Given problem: Transcribe the items below word for word, starting at their first line and ending at the line that contains "(1215, 298)", with both of those lines included. Leave the pictures out of your copy.

Material for this task:
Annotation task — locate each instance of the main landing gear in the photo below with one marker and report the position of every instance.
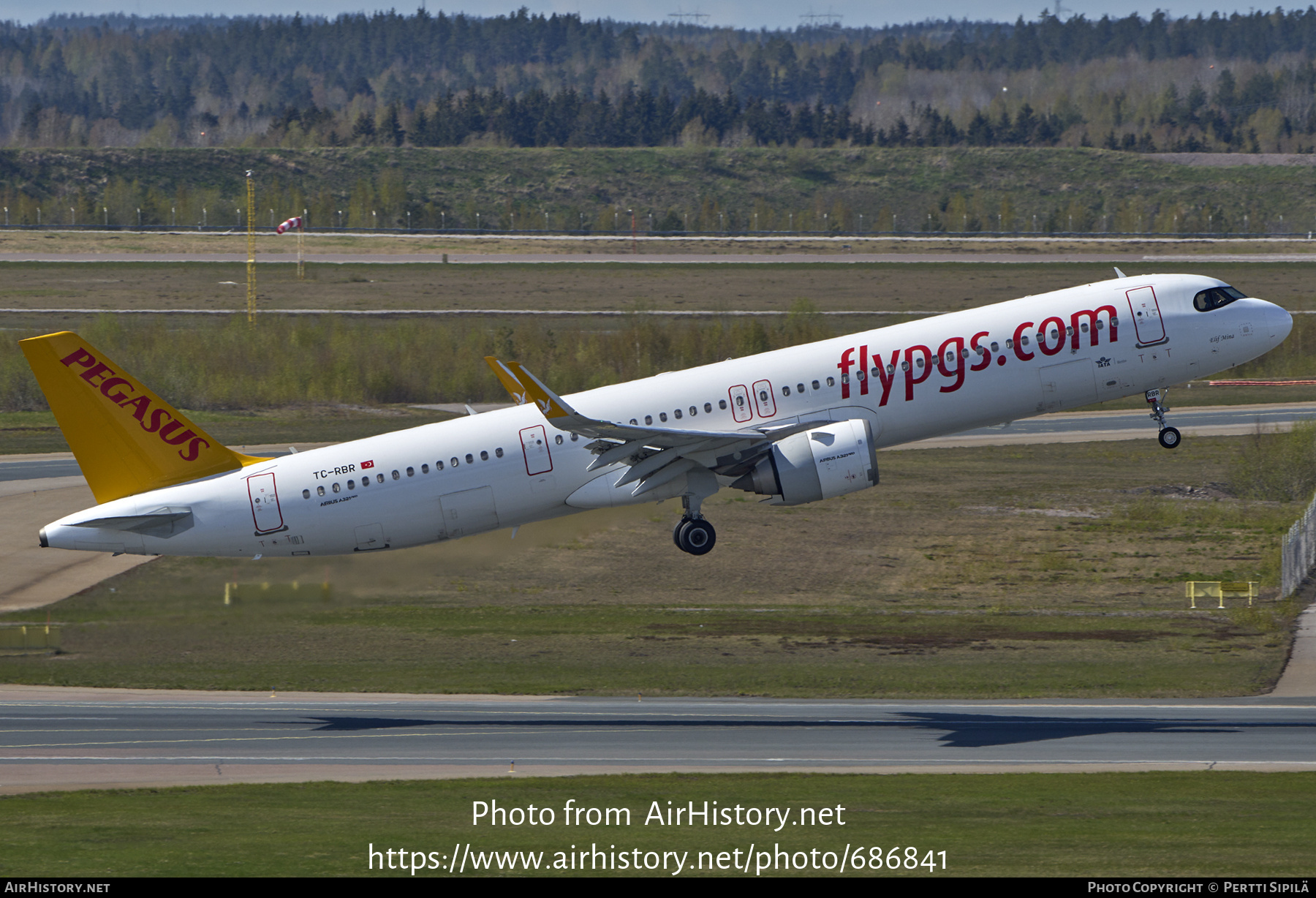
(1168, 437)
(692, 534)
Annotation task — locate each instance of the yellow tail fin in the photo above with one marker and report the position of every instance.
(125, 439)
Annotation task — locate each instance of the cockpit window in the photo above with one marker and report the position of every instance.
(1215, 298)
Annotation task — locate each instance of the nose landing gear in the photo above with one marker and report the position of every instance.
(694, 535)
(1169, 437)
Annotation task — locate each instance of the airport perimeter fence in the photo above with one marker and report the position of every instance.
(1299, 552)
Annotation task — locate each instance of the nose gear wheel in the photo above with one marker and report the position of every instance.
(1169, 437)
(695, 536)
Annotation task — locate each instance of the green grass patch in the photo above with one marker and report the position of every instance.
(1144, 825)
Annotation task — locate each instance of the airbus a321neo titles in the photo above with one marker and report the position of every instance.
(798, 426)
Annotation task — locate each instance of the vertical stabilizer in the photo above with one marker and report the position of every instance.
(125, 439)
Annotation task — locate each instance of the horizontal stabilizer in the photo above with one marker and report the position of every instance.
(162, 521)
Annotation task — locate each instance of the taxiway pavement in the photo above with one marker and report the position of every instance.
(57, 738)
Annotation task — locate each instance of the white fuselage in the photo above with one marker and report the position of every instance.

Task result:
Annotation task — locate each instance of the main landing gear in the photo below with one marker and report the position of every instance.
(1168, 437)
(692, 534)
Annotation task — locate each instance of the yellow tail fin in the photo above with one marker and report the position of every instance.
(125, 439)
Annotation task — locate each instance of the cockpit window in the photo above with one marker and report the position of every instance.
(1215, 298)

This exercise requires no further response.